## Start Record excerpts

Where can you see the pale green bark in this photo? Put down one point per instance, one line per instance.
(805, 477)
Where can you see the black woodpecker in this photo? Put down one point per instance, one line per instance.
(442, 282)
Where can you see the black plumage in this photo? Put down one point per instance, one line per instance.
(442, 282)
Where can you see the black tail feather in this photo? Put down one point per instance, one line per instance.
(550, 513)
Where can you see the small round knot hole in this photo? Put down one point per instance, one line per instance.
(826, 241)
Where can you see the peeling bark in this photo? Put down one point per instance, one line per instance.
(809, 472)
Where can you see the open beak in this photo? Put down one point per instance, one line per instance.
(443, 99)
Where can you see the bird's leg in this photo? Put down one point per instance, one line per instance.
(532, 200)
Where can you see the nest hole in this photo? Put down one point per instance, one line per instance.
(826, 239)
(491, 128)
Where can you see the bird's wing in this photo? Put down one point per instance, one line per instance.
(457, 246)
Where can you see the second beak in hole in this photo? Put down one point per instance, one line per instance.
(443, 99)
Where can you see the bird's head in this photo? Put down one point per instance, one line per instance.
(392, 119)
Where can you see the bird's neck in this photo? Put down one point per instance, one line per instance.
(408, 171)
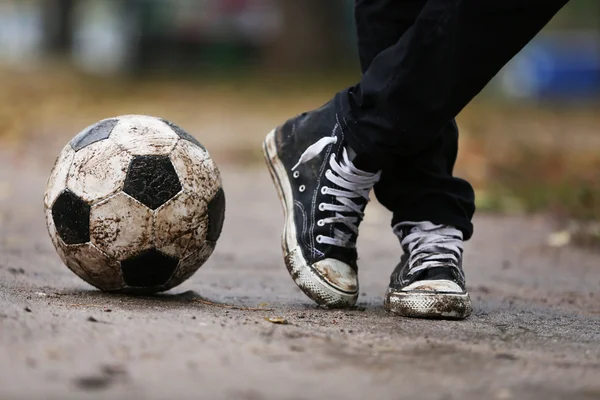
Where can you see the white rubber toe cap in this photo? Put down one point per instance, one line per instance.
(337, 274)
(440, 285)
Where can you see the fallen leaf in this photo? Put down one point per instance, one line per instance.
(559, 239)
(229, 306)
(277, 320)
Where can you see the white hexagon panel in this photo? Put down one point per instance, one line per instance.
(57, 182)
(176, 222)
(197, 171)
(134, 203)
(121, 226)
(98, 171)
(142, 135)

## End Record excerpts

Give the records above as a two-column CSV with the columns "prompt" and "points" and one row per record. Put the record's text and its answer each in a single quoted field with line breaks turned into spaces, and leave out the pictures.

prompt,points
"Where can you see the pale green bark in this photo? Put down one point per instance, one line per instance.","(805, 477)"
"Where can you see the black woodpecker in this photo? Put down one point per instance, one line per instance.","(442, 282)"
"Where can you see the black plumage in this photo? Put down one point per instance, one line per instance.","(442, 282)"
"Where can you see the black tail feather in this photo? Put down one point per instance, one line per instance.","(550, 513)"
"Where can you see the small round knot hole in this photo? Put down one point per instance, one line per instance.","(826, 241)"
"Where can you see the peeling bark in this photo? Put down one point per instance, one line per instance.","(809, 472)"
"Where can you see the open beak in this photo? Put down one point per instance, one line per instance.","(443, 99)"
"Where can you see the bird's leg in this photo? Put down one point per instance, one line per instance.","(532, 200)"
"Where can you see the nest hole in this photo? Put down one point per instance, one line per instance.","(826, 239) (491, 128)"
"Where can you see the bird's wing in this photo? Put down one point per instance, one line per instance.","(457, 246)"
"Where can you see the second beak in hole in this photo? Put down one point per instance, one line per instance.","(443, 99)"
"Where can you see the bird's head in this photo? Put down one point per instance, one line per instance.","(392, 119)"
"Where can you see the bird's neck in this photo? Put down one point per instance, one line per instance.","(408, 171)"
"Where can you see the white rubber toe cap in this photo? Put down one point per instance, one line per instance.","(337, 274) (440, 285)"
"Where can you see the fallen leaf in this photo? Put down one point per instance, one line per instance.","(559, 239) (229, 306) (277, 320)"
"Where can you see the white hexagon panel in this photo? Put down one point per instance, one line per instance.","(57, 182) (176, 222) (197, 171) (134, 203) (121, 226) (98, 171) (142, 135)"